Work to complete.
Copy out all the items below, swapping each "photograph" for "scene" and keeping everything else the same.

Records for this exercise.
# # # # # # #

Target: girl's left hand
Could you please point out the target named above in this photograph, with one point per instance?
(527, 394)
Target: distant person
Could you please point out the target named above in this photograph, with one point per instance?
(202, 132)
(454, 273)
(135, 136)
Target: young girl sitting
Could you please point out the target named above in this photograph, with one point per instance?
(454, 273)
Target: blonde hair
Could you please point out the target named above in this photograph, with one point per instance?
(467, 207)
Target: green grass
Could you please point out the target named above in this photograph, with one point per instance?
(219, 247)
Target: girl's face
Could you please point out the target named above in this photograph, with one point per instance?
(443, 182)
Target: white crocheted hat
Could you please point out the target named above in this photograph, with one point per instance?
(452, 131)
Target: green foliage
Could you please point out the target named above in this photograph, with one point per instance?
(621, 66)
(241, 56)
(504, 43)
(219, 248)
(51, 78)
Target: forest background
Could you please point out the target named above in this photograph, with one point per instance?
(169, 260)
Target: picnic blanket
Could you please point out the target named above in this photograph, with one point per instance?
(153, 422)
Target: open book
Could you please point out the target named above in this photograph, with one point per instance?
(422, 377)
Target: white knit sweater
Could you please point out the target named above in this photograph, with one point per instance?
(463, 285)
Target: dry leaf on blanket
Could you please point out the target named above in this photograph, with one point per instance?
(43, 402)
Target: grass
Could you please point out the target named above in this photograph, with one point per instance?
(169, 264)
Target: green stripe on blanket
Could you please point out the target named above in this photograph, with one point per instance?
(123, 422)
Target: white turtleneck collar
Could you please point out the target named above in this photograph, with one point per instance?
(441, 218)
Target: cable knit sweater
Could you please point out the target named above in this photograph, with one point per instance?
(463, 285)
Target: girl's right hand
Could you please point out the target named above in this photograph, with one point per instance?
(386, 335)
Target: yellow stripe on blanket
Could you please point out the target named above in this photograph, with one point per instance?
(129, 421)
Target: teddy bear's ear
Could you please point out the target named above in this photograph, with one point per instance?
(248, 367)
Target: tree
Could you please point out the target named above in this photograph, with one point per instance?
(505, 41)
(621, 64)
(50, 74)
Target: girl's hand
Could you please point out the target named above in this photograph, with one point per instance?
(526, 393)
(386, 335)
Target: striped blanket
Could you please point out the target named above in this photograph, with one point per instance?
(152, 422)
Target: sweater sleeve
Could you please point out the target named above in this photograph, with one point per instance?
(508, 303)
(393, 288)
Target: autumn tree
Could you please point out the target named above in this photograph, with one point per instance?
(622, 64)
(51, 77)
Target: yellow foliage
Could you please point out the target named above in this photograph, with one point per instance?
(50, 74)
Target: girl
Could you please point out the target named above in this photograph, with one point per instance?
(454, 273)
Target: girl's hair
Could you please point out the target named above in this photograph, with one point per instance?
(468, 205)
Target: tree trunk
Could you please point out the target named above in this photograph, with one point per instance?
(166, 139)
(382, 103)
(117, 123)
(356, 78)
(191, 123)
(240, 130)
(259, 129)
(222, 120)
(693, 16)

# # # # # # #

Solution.
Target: girl's left hand
Could you please point out the target named above in this scene, with one point per instance?
(527, 394)
Target: distant person
Could you please point out the target named above in this scene, with one point per instance?
(202, 132)
(454, 273)
(135, 136)
Target: young girl sitting
Could you please point out the target named above in this scene, with one point per instance?
(454, 273)
Target: blonde hair
Could you please point out the target named above in this scene, with one point per instance?
(467, 207)
Target: green grass
Could you please point out the target named above in this scene, with one point per instance?
(219, 247)
Target: girl's face
Could you please point out the target named above in this scene, with one point per instance?
(443, 182)
Target: white crocheted hat
Could you please point out the target named above in this scene, with one point per instance?
(452, 131)
Target: green foliage
Could you please point out the target named above in this scene, with one point per instance?
(621, 66)
(241, 56)
(504, 43)
(219, 248)
(51, 78)
Target: forest background
Could you please point out the target named above in this scene, with one point per instance?
(169, 260)
Target: picnic blanket
Could you please point out the target named above in this scene, with one point per instance?
(153, 422)
Target: open book
Could you please point out the target named above in this scene, with one point per instance?
(422, 377)
Target: white knit sweater
Could you please point out the target named above in this scene, with one point per instance?
(463, 285)
Target: dry leaf on blanket
Could you please point out the target named above in this scene, with one point per instance?
(43, 402)
Target: grass
Could you please point out the target named above in this scene, with one point per instance?
(169, 264)
Target: green stripe on blanket
Could you please point out the target named above in this scene, with one point per instance?
(123, 422)
Target: white turtleneck collar
Could you please point out the target named above in this scene, with one point per instance?
(441, 218)
Target: cable knit sweater
Could you please point out the target named above in this scene, with one point per instance?
(463, 285)
Target: girl's right hand
Could you please point out the target named above in this scene, with one point per instance?
(386, 335)
Target: yellow stripe on blanket
Could you please point out the target named above in this scene, with one point per instance?
(129, 421)
Target: teddy bear's ear
Could you please point out the target named above in this scene, with one point per instance?
(248, 367)
Target: tree
Could you please point out the target named above in this scene, with one point per instance?
(505, 41)
(621, 64)
(50, 74)
Target: girl's hand
Could you please point out the target named above in this scene, with one point per instance?
(526, 393)
(386, 335)
Target: striped blanket
Could you please point out the target named above in this scene, with one point per instance?
(152, 422)
Target: sweater sleeve
Could you please point out the target named above in this scene, with one point per instance?
(508, 303)
(393, 288)
Target: autumn tree
Could you please point out the target named above in this scene, with one point per instance?
(622, 64)
(51, 77)
Target: yellow foliage
Could you please point out the target named above in this scene, with one point per instance?
(50, 74)
Target: girl
Could you please point out the target named above in this scene, with one point per instance?
(454, 273)
Target: girl's hair
Could you please point out the target named above in this scene, with one point per instance?
(468, 205)
Target: tree trunk
Could you please point out the target named above in this scene, with one point per instance?
(166, 139)
(382, 103)
(117, 123)
(356, 78)
(191, 123)
(240, 130)
(259, 129)
(222, 120)
(693, 16)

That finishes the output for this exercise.